--- INFORMATION GIVEN Enclosed Below ---
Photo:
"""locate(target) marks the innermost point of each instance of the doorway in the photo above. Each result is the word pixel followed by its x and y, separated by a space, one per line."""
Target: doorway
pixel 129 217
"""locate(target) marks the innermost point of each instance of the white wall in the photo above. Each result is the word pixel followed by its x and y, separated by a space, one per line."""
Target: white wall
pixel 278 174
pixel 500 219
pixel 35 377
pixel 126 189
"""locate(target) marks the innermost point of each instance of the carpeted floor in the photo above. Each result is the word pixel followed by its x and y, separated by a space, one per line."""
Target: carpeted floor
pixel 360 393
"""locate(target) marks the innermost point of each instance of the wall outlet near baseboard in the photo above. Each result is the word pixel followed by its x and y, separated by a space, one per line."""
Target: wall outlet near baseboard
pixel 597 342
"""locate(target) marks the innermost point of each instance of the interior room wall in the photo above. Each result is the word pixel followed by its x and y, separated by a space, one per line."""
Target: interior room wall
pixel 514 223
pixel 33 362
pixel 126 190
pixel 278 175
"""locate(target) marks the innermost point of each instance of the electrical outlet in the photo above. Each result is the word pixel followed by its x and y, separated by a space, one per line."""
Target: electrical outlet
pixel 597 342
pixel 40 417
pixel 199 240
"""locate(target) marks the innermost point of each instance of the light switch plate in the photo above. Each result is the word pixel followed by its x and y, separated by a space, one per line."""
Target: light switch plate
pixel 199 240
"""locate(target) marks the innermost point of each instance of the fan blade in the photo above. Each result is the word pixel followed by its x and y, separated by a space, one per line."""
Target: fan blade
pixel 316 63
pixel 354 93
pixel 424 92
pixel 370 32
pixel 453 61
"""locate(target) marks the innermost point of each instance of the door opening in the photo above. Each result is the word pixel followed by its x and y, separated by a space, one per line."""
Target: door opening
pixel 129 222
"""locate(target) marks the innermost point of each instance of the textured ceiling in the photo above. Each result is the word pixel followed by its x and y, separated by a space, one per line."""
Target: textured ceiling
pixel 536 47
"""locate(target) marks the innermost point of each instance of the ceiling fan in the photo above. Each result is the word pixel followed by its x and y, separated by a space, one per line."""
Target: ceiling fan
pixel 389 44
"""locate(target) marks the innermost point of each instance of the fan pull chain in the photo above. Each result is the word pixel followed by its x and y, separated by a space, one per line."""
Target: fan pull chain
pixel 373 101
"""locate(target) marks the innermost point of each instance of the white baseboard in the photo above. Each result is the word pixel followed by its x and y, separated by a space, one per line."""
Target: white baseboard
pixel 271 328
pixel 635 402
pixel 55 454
--- End of Enclosed INFORMATION GIVEN ---
--- INFORMATION GIVEN Enclosed Below ---
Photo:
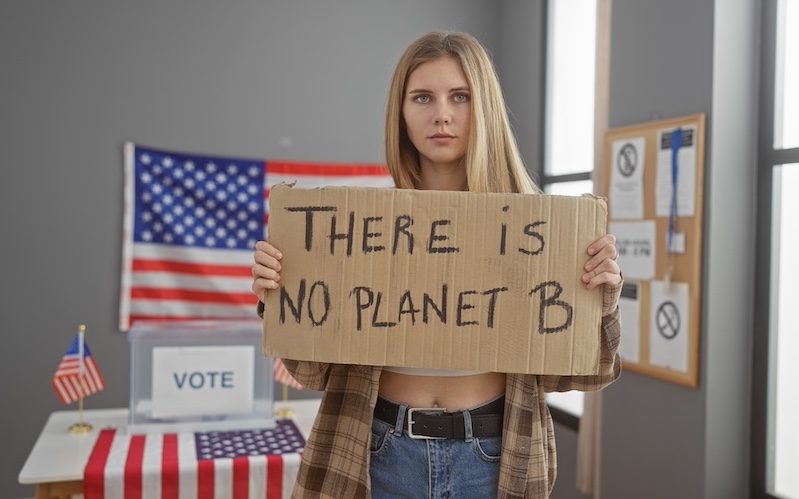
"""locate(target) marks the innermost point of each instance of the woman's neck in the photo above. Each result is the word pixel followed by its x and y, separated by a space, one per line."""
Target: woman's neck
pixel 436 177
--- End of Enclosed INFORMATION GIVEN ---
EXERCISE REQUIREMENTS.
Taking the records above, retype every line from the one with "Target: electrical outlet" down to the one with "the fan blade", exactly and with nothing else.

YOUR SOLUTION.
Target: electrical outlet
pixel 597 342
pixel 40 417
pixel 199 240
"""locate(target) marks the innermost point of each instance of the light switch plate in the photo above. Each result is the word pixel followed by its x and y, separated by a space, one per line."""
Target: light switch plate
pixel 199 240
"""locate(target) marks the innermost point of each instance of the fan blade in the photo above. Each result is the word pixel followed by its x and y, separated by a space, one per line."""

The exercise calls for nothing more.